BRANO FORNITO:
Da Mendel ai modelli di ereditarietà
La prima e la seconda legge di Mendel
La seconda legge di Mendel: la segregazione
La primavera seguente Mendel coltivò le piantine della generazione F1 ed eseguì una seconda serie di esperimenti. Ognuna di queste piante fu lasciata libera di autoimpollinarsi e produrre i semi di una nuova generazione che chiameremo seconda generazione filiale o F2. Di nuovo, furono descritte e contate le caratteristiche di tutte le piante F2 (vedi ▶tabella 1). In tutti gli incroci eseguiti, Mendel notò due dati importanti.

ESERCIZI PROPOSTI:
- A) Secondo il brano sulla seconda legge di Mendel, in quale periodo Mendel coltivò le piantine della generazione F1?
- B) Prosegua il brano sulla seconda legge di Mendel a partire dalla sua ultima frase.
Le voci riportate di seguito provengono da una fonte diversa.

DATI:

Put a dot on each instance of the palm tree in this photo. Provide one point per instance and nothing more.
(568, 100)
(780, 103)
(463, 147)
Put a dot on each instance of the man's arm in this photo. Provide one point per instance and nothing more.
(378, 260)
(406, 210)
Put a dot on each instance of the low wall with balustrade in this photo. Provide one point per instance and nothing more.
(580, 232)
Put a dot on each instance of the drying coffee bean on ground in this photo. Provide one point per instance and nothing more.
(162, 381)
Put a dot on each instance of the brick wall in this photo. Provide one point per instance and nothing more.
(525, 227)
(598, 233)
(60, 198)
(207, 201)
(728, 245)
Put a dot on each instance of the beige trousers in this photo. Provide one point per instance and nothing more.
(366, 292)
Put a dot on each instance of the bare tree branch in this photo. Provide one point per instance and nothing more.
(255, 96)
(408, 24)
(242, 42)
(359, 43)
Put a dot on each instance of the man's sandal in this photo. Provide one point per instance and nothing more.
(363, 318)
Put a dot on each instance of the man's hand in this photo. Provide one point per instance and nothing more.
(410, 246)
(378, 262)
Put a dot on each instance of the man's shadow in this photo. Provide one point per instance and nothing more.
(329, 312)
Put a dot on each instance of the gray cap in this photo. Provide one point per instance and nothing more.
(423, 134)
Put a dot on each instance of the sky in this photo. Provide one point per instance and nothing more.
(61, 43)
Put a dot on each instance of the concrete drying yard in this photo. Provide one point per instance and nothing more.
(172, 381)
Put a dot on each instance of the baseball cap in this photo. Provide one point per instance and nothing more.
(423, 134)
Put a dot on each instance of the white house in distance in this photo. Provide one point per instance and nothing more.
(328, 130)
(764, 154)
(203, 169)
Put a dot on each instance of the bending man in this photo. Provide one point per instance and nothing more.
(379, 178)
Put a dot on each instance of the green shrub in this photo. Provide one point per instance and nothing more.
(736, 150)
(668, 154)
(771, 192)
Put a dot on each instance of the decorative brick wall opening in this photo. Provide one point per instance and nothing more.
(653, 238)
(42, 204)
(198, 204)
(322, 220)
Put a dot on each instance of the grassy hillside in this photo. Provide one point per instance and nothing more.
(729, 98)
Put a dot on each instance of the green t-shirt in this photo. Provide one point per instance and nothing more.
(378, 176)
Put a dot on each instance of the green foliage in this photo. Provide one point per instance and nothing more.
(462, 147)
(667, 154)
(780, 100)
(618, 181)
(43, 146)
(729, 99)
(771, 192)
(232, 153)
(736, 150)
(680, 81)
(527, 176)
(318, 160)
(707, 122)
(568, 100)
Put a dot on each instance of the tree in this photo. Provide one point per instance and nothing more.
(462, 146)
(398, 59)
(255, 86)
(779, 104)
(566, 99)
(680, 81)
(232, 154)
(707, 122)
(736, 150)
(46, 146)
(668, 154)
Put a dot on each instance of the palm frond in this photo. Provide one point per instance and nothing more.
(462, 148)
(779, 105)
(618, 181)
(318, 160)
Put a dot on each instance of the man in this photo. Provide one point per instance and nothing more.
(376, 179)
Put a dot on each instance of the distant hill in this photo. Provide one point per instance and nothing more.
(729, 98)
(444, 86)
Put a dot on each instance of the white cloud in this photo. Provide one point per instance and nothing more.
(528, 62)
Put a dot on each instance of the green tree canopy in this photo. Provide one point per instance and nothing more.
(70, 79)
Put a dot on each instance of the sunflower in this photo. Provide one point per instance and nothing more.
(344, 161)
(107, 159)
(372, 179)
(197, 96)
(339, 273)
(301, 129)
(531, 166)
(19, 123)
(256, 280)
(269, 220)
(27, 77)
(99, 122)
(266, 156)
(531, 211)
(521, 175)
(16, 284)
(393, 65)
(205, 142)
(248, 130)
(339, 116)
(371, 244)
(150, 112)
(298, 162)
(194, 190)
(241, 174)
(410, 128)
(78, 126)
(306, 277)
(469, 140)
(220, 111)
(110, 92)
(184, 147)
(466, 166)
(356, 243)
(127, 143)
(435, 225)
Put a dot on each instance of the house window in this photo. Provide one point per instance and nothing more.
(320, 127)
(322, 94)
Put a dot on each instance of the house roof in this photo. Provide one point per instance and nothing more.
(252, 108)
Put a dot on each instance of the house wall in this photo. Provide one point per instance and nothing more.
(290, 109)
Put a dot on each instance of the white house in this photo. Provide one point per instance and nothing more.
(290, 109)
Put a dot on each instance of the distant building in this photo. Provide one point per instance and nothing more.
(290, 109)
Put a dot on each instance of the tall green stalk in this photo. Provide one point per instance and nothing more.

RISPOSTE PER VOCE:
- A) La primavera seguente.

- B)
- Il tratto che non si era espresso (cioè non si era manifestato) nella generazione F1 ricompariva nella generazione F2. Per esempio, nel caso del carattere «forma del seme» ricompariva il tratto rugoso che nella generazione F1 sembrava sparito. Questo fatto portò Mendel a concludere che il tratto a seme liscio fosse dominante su quello a seme rugoso, da lui chiamato recessivo. In ognuna delle altre sei coppie di caratteri studiate da Mendel, un tratto si dimostrò sempre dominante sull’altro; e il tratto recessivo era quello che, in un incrocio fra ceppi puri, scompariva dalla generazione F1.
- In F2 il rapporto numerico fra i due tratti era sempre lo stesso per ciascuno dei sette caratteri studiati, ed era all’incirca 3:1. In altre parole, tre quarti della generazione F2 mostrava il tratto dominante e un quarto il tratto recessivo. Per esempio, l’incrocio per la forma del seme (vedi ▶figura 3) dava un rapporto di 5474:1850 = 2,96:1. I risultati di F1 non cambiavano se nella generazione parentale si partiva dagli ibridi reciproci; non aveva importanza quale genitore forniva il polline.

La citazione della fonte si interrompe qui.